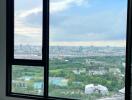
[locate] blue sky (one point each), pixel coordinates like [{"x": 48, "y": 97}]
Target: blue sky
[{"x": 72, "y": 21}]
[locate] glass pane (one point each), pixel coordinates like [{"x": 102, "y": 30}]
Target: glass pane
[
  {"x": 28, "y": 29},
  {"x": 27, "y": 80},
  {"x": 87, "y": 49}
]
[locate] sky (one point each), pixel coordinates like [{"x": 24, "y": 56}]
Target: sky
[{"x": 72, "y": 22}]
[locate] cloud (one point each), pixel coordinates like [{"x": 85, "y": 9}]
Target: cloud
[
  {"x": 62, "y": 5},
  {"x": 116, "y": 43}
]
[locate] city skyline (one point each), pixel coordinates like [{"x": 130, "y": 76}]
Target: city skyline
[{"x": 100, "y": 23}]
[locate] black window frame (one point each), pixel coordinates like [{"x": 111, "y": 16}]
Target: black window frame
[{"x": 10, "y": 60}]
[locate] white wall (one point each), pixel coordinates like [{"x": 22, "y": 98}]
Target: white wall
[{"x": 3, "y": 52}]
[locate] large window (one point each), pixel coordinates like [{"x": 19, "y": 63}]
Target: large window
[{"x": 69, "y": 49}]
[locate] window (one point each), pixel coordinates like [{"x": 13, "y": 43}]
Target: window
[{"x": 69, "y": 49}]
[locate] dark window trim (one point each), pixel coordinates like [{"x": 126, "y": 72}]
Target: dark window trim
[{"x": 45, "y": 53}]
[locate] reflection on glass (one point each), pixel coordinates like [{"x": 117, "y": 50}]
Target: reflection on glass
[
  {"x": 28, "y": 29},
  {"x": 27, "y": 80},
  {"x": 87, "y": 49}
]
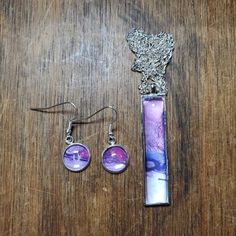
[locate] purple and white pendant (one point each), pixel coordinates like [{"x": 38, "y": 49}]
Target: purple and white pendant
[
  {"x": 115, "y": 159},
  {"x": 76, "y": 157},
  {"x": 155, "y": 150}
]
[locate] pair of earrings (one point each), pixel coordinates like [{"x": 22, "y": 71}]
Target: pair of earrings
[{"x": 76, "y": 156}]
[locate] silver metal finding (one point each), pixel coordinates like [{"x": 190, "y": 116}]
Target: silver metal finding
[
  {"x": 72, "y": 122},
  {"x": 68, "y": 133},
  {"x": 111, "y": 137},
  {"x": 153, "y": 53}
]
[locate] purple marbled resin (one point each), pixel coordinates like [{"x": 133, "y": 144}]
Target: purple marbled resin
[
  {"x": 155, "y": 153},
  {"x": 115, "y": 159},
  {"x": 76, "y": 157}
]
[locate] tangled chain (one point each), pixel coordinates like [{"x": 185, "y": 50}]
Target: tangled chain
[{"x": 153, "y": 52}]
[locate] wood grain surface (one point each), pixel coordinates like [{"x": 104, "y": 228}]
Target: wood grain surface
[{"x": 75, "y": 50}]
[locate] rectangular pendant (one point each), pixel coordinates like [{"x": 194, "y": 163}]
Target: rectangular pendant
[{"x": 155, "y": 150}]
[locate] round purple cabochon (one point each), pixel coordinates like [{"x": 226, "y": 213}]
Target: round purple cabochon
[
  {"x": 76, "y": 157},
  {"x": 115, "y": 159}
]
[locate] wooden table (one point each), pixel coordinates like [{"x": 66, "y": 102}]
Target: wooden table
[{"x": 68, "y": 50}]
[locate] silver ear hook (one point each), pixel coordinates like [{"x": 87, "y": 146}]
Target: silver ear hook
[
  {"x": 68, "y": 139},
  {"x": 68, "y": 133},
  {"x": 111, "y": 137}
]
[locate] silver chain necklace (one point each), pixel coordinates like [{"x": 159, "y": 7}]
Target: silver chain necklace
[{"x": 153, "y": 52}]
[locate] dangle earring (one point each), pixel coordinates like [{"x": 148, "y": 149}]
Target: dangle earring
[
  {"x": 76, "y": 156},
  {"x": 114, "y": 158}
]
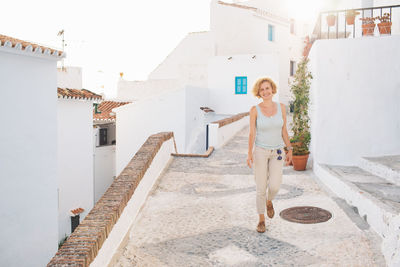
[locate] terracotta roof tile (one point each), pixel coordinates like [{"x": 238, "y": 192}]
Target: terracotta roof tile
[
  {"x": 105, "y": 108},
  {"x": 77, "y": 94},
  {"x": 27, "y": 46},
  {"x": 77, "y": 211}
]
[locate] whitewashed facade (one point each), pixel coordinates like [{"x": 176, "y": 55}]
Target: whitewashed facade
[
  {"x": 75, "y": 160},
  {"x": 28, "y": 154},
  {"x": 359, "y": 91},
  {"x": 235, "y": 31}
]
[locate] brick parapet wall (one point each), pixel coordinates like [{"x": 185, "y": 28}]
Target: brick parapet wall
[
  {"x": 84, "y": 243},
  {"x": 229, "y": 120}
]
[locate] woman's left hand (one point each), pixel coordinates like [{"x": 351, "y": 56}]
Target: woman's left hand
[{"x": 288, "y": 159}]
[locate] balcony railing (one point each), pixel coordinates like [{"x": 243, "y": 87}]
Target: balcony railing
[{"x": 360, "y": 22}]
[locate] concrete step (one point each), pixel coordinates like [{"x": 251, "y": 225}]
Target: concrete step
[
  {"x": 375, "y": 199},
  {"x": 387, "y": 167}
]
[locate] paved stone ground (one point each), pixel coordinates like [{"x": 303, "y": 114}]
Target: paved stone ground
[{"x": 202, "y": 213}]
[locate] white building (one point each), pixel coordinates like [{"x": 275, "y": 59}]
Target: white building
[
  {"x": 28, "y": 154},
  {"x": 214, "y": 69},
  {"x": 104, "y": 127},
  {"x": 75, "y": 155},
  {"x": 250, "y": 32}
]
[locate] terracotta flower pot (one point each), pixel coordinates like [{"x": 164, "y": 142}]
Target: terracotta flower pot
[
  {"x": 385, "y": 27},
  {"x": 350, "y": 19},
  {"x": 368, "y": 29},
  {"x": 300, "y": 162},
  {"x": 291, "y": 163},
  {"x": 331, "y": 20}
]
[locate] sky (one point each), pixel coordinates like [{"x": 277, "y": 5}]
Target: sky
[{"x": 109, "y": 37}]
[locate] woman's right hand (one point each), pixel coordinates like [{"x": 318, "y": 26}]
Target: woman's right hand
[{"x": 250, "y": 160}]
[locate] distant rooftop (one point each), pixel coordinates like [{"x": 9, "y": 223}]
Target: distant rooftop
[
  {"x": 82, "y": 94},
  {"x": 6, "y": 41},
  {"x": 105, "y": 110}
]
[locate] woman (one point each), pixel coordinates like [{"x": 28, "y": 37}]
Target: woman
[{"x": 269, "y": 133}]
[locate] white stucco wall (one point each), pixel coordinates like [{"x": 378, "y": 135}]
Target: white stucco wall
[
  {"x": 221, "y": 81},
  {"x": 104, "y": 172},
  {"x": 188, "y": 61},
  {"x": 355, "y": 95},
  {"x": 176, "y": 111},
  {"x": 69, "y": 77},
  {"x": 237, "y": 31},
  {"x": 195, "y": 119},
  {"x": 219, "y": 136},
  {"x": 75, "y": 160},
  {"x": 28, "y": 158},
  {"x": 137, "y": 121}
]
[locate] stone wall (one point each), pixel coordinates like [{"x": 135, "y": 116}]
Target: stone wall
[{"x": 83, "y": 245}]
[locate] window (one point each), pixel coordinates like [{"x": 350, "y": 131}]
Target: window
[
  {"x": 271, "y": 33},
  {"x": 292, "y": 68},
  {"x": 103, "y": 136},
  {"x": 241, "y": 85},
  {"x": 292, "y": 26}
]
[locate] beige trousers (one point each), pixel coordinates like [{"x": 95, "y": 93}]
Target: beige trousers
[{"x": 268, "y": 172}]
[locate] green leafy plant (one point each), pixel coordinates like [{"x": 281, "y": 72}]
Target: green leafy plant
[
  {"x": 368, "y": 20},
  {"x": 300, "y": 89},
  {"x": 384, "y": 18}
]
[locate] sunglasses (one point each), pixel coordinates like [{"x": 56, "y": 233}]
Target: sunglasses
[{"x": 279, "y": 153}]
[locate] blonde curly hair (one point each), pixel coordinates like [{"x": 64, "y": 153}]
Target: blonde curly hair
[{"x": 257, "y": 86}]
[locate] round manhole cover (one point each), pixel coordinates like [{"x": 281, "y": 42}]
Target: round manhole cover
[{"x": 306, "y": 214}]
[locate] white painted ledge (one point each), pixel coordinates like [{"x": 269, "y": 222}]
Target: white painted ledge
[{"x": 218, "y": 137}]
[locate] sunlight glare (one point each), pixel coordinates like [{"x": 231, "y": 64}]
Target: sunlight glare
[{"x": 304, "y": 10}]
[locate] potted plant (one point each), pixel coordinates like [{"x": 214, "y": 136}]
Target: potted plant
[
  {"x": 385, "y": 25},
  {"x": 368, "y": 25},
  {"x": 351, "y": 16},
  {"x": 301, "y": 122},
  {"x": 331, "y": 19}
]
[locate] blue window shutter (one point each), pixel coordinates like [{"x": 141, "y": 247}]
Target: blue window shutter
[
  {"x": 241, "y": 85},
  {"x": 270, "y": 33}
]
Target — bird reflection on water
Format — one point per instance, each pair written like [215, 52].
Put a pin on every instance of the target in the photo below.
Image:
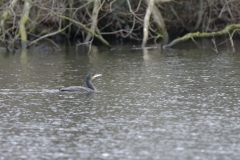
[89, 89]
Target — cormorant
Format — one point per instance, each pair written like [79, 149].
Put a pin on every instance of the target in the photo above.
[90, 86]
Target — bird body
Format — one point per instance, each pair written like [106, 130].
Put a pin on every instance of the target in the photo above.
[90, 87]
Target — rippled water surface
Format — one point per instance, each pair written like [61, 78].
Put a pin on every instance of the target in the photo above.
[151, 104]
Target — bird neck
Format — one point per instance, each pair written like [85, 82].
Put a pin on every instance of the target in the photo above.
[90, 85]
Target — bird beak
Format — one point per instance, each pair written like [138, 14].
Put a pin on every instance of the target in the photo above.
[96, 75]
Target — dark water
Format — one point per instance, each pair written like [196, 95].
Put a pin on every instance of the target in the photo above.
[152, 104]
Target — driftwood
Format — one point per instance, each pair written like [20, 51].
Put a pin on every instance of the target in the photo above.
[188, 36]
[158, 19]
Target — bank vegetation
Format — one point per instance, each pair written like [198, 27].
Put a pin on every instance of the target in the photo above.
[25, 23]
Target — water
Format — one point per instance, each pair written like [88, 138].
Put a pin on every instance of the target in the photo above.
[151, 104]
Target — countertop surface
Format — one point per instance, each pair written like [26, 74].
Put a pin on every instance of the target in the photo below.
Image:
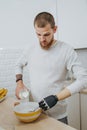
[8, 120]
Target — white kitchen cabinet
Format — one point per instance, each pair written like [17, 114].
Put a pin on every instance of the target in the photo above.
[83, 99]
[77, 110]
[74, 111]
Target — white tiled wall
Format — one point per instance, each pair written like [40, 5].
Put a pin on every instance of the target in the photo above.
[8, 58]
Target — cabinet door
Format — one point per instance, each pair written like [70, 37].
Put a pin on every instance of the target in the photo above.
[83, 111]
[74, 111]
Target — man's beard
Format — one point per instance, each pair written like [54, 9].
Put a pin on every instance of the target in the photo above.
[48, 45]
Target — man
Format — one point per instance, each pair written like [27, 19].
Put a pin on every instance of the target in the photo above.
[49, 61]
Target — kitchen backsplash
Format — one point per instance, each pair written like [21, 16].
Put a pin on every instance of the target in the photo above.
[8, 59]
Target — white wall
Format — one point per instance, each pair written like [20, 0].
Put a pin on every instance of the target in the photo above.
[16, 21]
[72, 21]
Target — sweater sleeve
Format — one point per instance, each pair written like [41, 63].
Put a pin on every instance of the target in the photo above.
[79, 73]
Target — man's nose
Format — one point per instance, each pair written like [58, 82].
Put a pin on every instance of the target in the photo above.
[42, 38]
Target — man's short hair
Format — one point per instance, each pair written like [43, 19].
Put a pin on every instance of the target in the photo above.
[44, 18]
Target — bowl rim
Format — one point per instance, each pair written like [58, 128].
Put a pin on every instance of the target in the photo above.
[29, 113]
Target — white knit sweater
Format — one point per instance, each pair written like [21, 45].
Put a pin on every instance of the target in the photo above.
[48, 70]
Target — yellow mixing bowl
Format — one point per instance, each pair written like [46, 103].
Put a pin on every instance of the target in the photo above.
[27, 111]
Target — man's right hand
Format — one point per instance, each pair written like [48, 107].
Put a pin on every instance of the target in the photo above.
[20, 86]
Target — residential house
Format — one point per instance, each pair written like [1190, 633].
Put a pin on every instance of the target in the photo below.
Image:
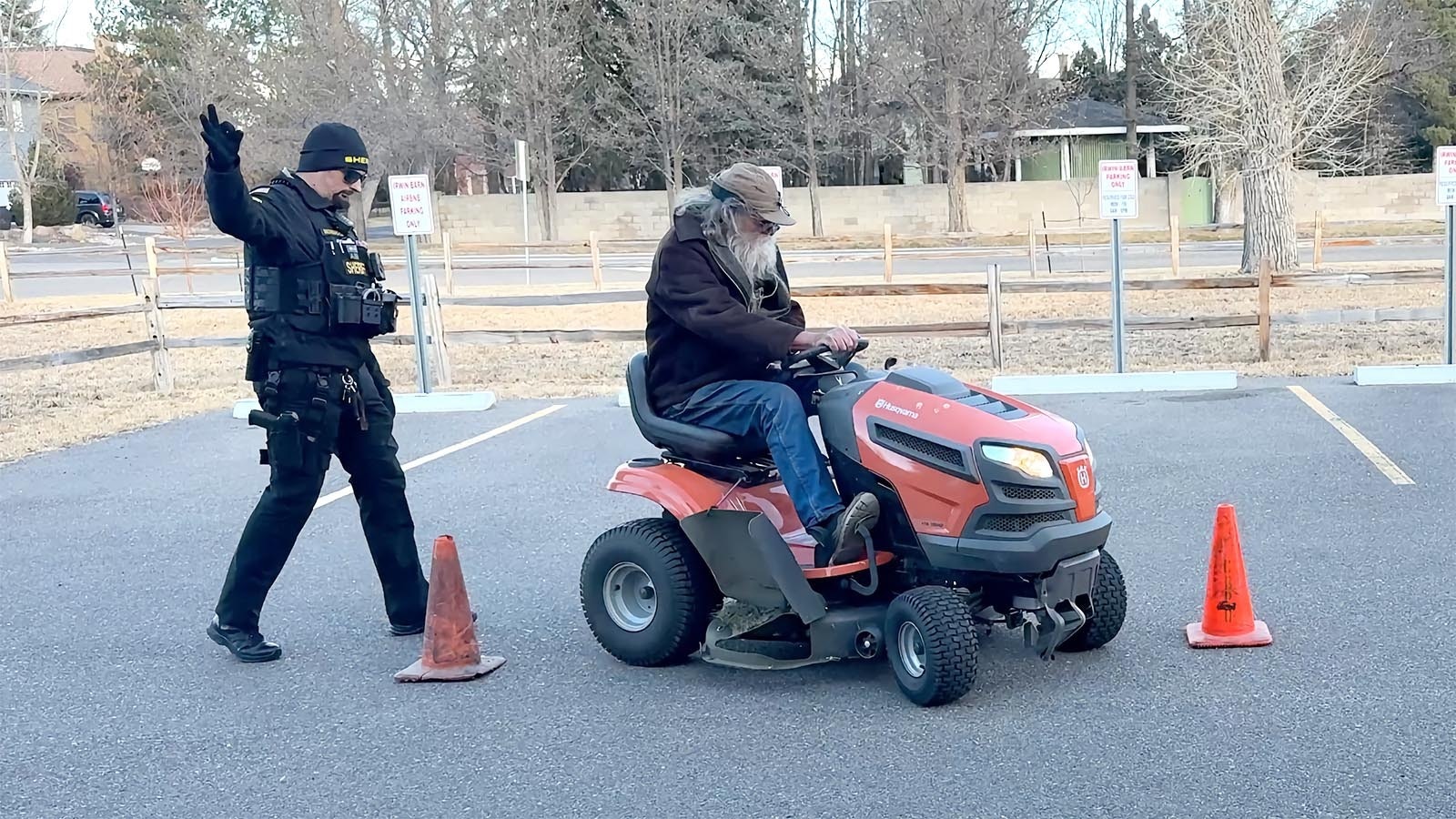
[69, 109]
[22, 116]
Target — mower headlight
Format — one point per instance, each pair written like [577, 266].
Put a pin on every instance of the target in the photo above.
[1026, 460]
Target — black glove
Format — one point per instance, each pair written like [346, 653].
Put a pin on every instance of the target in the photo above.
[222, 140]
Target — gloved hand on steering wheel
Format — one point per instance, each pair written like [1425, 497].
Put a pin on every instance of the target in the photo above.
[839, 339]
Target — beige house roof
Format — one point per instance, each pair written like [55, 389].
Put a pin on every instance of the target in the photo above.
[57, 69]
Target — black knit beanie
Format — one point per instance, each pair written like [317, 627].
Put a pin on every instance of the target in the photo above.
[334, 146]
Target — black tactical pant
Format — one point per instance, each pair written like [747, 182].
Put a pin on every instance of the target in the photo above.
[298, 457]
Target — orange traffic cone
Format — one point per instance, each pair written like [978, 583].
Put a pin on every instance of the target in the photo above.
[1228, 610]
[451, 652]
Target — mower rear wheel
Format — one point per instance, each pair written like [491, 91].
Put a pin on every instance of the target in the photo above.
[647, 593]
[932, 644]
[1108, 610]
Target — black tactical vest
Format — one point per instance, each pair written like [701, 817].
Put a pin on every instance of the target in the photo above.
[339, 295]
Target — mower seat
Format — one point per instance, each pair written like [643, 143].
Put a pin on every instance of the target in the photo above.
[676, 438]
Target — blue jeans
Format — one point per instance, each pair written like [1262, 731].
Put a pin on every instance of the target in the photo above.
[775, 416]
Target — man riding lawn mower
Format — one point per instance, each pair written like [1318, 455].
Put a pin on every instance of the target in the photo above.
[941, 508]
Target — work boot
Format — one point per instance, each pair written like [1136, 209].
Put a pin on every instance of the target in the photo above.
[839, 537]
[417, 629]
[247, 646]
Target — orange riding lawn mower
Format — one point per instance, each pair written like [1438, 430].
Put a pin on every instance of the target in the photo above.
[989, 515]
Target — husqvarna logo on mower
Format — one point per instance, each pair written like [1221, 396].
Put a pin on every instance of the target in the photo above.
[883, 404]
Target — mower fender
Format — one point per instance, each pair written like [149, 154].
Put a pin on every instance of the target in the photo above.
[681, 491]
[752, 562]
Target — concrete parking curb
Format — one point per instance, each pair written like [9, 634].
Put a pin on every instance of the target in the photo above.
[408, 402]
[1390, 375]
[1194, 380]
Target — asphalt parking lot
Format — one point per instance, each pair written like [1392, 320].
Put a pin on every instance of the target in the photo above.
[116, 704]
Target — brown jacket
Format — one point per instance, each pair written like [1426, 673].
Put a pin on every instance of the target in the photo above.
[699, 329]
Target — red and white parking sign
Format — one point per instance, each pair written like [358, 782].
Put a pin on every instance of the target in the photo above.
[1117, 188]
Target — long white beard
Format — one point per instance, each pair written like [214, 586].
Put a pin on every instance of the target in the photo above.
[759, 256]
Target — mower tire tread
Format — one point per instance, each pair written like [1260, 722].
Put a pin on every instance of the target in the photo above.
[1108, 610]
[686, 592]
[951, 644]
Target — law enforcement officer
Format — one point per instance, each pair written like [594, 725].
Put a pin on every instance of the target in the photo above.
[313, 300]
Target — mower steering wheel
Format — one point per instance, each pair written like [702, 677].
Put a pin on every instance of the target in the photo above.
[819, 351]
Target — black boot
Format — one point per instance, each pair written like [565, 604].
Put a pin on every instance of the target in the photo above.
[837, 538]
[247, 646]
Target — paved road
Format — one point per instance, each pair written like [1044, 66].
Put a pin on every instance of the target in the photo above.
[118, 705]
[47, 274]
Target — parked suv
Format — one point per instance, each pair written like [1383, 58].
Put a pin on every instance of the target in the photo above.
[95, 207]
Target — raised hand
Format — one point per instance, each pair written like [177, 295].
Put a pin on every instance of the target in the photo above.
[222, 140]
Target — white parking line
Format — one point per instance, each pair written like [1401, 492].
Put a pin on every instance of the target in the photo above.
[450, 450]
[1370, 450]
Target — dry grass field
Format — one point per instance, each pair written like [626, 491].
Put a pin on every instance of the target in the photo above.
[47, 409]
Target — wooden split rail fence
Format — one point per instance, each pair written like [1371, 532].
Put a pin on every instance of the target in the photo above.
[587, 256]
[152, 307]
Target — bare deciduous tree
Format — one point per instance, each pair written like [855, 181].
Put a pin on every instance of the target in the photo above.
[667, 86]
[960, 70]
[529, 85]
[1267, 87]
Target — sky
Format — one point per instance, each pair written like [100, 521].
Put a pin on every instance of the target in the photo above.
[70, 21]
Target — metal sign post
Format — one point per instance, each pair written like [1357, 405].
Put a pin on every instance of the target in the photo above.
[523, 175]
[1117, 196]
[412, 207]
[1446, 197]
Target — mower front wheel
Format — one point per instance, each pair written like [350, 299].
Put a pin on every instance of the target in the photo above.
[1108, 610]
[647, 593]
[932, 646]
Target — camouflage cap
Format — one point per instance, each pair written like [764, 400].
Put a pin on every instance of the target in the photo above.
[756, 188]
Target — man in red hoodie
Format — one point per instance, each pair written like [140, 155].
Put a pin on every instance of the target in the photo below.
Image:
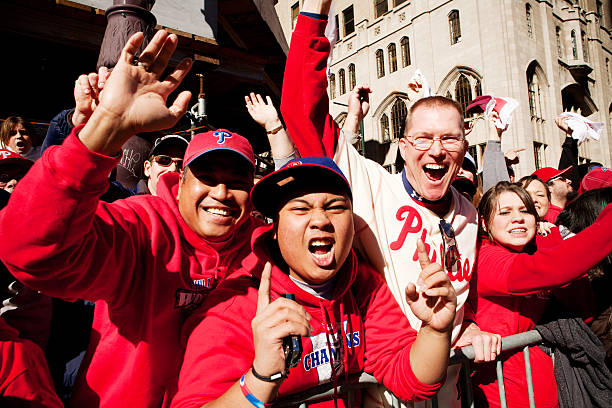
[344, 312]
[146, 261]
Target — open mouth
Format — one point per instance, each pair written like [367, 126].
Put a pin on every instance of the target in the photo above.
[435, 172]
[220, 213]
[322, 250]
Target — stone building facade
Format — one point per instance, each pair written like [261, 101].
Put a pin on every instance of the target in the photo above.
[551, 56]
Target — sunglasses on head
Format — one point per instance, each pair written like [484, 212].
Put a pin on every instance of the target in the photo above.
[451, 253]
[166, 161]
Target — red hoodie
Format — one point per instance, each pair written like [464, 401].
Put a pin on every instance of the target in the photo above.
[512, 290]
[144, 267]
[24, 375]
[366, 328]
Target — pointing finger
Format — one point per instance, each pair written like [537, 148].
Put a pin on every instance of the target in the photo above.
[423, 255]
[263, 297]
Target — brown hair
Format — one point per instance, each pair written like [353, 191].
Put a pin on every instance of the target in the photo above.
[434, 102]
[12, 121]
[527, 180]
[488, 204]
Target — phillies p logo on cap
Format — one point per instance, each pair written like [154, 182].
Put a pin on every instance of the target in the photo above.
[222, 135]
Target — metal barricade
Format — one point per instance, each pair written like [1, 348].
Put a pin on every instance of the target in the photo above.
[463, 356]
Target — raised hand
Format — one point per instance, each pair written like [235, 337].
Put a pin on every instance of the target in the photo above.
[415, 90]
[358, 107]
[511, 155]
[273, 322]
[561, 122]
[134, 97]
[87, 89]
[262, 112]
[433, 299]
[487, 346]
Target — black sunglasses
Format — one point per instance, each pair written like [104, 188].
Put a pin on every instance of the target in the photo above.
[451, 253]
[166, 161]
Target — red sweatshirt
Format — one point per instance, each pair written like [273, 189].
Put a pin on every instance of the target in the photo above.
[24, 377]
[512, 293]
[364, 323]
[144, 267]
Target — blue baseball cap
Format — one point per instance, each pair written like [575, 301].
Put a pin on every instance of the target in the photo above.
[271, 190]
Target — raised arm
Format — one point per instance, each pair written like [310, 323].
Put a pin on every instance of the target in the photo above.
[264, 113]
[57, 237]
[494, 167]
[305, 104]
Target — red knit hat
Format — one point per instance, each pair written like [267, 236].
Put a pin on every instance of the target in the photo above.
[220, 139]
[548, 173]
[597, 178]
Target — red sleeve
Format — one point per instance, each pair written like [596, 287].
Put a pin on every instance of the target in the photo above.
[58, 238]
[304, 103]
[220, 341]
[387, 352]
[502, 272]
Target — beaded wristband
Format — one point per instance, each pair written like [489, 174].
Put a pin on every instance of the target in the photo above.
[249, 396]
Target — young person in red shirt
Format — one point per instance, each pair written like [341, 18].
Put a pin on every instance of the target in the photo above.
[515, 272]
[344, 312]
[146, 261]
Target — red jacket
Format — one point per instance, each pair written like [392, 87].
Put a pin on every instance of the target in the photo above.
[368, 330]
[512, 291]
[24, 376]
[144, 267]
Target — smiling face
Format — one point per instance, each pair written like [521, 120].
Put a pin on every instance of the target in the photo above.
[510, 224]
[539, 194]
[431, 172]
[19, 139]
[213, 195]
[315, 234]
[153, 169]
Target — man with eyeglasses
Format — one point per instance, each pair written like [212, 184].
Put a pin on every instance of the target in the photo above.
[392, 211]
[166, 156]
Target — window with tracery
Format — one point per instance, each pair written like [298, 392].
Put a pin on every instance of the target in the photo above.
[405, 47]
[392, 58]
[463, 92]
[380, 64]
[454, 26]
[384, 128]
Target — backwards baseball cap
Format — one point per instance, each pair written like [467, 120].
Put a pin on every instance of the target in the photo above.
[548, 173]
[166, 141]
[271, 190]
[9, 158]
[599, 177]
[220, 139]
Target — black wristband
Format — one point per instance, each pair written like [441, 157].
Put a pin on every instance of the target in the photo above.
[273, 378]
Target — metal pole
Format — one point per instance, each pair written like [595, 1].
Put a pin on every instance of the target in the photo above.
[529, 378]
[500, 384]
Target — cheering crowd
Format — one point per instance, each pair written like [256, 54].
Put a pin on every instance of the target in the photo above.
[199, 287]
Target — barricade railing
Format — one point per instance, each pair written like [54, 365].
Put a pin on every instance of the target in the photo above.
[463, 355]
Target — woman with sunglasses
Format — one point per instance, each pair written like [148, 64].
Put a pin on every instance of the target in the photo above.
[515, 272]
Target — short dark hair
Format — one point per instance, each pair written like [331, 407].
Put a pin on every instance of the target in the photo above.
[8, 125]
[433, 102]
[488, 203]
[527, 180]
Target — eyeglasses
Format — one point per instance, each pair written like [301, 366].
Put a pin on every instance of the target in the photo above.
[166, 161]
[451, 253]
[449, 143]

**Exercise brief:** Give exactly the lines from the one with "Target — woman with sunglasses" to the end of the entries, nothing before them.

**Task result:**
Target — woman with sunglasses
Format — one point per instance, each pair written like [148, 64].
Put a pin on every instance of the target in the photo above.
[515, 272]
Target — short dark hair
Format — one point per instance, each pair written like [331, 407].
Put a pin on every instance of the target in the photo above.
[8, 125]
[433, 102]
[488, 203]
[527, 180]
Target — eyeglasses
Format — one point per instance, each pair written like [301, 366].
Put a pin on every instance of the target in the photo above.
[166, 161]
[451, 253]
[449, 143]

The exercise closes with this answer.